Jon B. Alterman
El éxito de un movimiento independentista a menudo lo determinan factores fuera de su control como el contexto histórico, los actores con poder o acontecimientos impredecibles.
Los estadounidenses, especialmente en el siglo XXI, suelen subestimar los peligros derivados de los cambios de gobierno. La Revolución estadounidense fue un triunfo inopinado. El movimiento independentista se coció a fuego lento durante menos de una década antes de que estallara la guerra, que duró también menos de 10 años. Nació de ese conflicto un heterogéneo sistema político, fundamentado en la república, del que apenas había precedentes, y se convirtió en un modelo para países de todo el mundo a lo largo de los siglos siguientes. La Guerra de Secesión fue un conflicto sangriento y desgarrador, pero también un acontecimiento aislado del que nació, a su vez, una unión dotada de gran autonomía local que demostró capacidad de resistencia, aun restando aquí y allá focos de intolerancia. La nación surgida de esa guerra se convirtió en una potencia económica y militar, en la que, además, nunca se ha dado una transferencia violenta del poder político.

☆ ☆ ☆ ☆

Tareas y ejercicios>
- 1) Copia el texto sobre los movimientos independentistas desde «Jon B. Alterman» hasta «o acontecimientos impredecibles.», incluidos, y cambia «impredecibles» por «imprevistos».
- 2) Sigue escribiendo el texto sobre los movimientos independentistas a partir de su última oración.
El listado que viene a continuación es material aparte y no tiene relación con el texto.

Datos proporcionados>
☆ ☆ ☆ ☆

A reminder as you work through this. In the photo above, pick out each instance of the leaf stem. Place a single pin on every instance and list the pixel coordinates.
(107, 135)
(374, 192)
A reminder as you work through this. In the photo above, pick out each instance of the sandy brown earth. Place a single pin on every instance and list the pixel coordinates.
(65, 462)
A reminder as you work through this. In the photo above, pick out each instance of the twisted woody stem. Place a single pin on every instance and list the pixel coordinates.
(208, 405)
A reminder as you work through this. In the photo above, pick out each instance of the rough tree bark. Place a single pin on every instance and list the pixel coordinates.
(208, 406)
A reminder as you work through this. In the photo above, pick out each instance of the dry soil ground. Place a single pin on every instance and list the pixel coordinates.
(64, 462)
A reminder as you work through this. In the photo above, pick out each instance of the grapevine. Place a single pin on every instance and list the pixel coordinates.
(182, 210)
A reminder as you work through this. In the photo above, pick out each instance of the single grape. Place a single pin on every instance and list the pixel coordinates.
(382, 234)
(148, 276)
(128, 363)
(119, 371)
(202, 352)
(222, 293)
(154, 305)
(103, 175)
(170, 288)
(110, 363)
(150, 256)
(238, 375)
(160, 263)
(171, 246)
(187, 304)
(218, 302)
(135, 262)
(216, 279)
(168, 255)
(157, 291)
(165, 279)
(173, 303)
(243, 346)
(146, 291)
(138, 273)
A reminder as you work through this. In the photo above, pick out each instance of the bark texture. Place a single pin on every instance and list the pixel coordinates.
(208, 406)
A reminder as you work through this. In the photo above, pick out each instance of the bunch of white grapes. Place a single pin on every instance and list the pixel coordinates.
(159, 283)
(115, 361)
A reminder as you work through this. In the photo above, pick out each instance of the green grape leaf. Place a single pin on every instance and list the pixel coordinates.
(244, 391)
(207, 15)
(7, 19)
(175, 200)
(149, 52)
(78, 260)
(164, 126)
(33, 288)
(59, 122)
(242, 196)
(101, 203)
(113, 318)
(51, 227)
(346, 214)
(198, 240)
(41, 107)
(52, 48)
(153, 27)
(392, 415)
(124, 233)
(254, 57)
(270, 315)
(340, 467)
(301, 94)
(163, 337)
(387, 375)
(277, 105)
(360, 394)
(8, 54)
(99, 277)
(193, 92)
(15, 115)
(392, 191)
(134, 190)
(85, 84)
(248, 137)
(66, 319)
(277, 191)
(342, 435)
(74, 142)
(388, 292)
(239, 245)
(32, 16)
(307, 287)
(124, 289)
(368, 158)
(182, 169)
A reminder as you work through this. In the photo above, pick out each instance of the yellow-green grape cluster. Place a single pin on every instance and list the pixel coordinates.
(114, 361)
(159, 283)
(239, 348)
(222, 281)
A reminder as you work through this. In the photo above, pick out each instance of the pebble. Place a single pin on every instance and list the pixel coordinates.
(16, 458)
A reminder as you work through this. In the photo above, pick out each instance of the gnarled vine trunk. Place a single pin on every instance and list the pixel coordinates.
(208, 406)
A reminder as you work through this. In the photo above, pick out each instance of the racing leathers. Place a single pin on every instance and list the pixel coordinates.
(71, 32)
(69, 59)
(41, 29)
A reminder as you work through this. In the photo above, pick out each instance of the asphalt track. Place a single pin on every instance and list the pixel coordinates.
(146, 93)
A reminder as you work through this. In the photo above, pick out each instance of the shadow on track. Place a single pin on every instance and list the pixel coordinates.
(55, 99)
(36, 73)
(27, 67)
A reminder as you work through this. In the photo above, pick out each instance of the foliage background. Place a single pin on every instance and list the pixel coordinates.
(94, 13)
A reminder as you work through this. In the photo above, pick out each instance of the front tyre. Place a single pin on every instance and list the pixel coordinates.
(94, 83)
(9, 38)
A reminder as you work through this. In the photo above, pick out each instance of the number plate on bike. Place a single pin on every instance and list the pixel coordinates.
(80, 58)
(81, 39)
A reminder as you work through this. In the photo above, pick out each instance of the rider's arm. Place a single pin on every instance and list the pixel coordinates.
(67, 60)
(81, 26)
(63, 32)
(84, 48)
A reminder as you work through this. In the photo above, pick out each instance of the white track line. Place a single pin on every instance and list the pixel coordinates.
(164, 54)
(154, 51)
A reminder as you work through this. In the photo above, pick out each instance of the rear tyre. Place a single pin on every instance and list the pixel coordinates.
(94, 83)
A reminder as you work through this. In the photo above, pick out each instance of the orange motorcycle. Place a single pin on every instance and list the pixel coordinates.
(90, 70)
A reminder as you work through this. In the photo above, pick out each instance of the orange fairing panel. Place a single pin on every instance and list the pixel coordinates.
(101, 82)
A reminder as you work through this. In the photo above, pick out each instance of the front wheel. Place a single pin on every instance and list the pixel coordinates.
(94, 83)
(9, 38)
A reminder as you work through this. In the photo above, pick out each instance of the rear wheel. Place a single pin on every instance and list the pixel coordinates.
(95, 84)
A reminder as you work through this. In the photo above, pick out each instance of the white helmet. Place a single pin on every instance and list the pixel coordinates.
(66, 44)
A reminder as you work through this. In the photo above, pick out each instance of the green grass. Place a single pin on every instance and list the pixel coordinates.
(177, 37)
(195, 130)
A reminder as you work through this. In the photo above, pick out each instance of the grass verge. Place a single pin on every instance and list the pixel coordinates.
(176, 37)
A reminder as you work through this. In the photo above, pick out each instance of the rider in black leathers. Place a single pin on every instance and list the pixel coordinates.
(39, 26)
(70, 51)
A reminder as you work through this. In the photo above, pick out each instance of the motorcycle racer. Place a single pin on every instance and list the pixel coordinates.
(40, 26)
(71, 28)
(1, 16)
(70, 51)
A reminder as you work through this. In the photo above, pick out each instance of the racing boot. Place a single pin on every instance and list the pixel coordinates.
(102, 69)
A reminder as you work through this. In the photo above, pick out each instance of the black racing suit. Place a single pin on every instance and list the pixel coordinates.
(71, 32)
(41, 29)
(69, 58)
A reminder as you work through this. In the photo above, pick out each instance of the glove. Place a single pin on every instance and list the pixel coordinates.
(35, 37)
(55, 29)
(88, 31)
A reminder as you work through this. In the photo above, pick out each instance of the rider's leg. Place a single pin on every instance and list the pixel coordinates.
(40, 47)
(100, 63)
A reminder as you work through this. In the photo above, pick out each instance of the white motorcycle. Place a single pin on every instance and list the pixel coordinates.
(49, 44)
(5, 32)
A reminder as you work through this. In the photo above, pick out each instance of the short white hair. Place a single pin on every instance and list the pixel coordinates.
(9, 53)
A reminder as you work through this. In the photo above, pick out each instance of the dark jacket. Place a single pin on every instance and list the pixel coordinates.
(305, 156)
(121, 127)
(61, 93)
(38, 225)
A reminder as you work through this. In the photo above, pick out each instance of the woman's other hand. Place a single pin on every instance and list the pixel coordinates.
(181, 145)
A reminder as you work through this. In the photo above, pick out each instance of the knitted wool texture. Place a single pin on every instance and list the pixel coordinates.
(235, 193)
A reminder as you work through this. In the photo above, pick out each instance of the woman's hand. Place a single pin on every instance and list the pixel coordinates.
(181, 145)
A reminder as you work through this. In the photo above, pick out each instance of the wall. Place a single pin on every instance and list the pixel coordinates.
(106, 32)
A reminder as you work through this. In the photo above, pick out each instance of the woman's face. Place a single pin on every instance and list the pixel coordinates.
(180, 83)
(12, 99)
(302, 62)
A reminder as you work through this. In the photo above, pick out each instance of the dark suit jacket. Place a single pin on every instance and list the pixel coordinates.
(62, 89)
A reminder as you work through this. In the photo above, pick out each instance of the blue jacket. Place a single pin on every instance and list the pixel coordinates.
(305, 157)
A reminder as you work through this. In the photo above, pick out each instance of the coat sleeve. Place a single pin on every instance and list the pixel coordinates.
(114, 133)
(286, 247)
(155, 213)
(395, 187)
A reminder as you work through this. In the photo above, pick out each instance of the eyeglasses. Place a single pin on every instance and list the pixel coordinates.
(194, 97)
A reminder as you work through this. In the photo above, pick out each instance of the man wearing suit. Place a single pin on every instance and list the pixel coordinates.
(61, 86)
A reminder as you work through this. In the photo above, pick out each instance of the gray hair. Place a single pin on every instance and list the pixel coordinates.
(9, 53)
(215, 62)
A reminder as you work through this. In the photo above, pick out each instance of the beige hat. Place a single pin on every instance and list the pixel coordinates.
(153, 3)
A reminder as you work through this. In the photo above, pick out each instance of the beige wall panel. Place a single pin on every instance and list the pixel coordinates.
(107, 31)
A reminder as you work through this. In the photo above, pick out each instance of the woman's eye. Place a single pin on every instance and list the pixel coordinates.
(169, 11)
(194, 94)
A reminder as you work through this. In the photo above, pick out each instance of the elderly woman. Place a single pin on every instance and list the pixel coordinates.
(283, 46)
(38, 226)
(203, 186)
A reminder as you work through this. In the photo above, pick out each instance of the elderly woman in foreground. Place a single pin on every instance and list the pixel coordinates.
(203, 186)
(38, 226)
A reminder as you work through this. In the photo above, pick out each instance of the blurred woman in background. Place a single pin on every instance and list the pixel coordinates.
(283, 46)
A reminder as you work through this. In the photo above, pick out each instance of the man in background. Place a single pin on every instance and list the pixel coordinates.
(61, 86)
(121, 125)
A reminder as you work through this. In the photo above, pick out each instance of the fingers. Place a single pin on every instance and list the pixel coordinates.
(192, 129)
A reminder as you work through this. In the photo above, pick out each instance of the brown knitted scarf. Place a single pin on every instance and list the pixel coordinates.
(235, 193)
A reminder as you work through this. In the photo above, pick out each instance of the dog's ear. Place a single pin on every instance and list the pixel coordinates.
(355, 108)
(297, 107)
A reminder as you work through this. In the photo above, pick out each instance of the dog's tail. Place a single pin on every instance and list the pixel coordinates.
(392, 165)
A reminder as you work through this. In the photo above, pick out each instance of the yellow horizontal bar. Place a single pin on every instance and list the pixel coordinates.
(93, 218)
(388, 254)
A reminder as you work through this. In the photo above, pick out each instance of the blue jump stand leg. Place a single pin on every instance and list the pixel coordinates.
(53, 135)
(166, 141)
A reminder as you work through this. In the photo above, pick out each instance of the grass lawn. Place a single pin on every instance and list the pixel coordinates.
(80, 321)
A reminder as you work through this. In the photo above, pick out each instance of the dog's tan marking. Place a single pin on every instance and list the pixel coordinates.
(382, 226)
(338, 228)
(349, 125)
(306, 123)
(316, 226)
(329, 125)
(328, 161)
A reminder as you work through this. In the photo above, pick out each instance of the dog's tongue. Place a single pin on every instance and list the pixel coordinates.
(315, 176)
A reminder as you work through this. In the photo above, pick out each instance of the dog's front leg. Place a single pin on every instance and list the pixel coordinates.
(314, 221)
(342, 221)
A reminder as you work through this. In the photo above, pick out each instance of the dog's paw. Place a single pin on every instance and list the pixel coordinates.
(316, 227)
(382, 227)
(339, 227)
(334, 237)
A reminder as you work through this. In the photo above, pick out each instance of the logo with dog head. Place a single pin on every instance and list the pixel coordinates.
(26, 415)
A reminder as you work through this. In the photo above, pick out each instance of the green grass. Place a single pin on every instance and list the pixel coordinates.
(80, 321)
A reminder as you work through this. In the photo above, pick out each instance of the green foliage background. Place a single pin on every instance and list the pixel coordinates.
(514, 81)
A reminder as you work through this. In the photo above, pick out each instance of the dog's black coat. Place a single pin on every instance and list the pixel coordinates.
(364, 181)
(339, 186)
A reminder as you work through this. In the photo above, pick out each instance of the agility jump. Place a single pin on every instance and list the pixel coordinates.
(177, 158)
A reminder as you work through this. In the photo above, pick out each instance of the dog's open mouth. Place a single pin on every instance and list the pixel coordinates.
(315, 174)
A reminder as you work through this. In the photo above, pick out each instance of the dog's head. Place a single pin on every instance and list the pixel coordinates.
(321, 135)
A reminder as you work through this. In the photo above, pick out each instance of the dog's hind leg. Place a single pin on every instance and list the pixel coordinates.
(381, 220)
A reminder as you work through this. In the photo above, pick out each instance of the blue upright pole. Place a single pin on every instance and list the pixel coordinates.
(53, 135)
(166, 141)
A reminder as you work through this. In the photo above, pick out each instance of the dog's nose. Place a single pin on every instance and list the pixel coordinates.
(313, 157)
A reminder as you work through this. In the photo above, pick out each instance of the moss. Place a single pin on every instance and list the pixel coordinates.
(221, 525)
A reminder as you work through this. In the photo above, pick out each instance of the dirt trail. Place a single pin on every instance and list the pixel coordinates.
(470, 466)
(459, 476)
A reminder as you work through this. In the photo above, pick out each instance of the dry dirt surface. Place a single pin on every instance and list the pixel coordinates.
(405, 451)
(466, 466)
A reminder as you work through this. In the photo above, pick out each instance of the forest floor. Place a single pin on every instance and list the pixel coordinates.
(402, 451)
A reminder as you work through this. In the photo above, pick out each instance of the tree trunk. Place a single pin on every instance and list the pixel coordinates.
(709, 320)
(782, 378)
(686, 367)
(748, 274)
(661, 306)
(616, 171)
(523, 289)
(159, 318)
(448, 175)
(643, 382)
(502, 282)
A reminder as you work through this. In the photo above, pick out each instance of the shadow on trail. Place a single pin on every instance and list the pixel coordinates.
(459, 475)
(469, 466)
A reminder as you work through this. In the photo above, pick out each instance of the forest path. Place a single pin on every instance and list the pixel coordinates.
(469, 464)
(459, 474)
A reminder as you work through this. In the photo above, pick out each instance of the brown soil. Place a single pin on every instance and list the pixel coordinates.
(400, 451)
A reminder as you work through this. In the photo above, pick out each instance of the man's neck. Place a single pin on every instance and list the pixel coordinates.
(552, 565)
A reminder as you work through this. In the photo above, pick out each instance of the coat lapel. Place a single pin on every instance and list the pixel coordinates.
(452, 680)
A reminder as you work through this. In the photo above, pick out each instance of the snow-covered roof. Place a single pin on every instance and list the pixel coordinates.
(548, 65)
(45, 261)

☆ ☆ ☆ ☆

Lista de respuestas>
- 1)
Jon B. Alterman
El éxito de un movimiento independentista a menudo lo determinan factores fuera de su control como el contexto histórico, los actores con poder o acontecimientos imprevistos.

- 2)
A lo largo y ancho del planeta se han puesto en marcha desde entonces cientos de movimientos independentistas que han vivido suertes dispares. Algunos conflictos se han prolongado décadas, precipitando en ocasiones masacres y migraciones forzadas. Cuando los independentismos generan nuevos Estados, estos suelen ser inestables y están sometidos a perennes amenazas, tanto intramuros como desde el exterior. Las economías en muchos casos sobreviven de crisis en crisis y policía y jueces se instauran en antagonistas y dejan de ser árbitros de la sociedad, convirtiéndose la seguridad en un efímero bien inmaterial. Estos movimientos independentistas no contribuyen a la estabilidad sino todo lo contrario, y es la ciudadanía la que termina sufriendo. En los peores casos, han dado lugar a Estados fallidos, cuya autonomía, por la que tanto se luchó, queda amenazada por una amalgama de feudos internos y poderes extranjeros que tratan de imponer algún tipo de orden colectivo. No es un destino que muchos quieran para sí, pero es bastante habitual.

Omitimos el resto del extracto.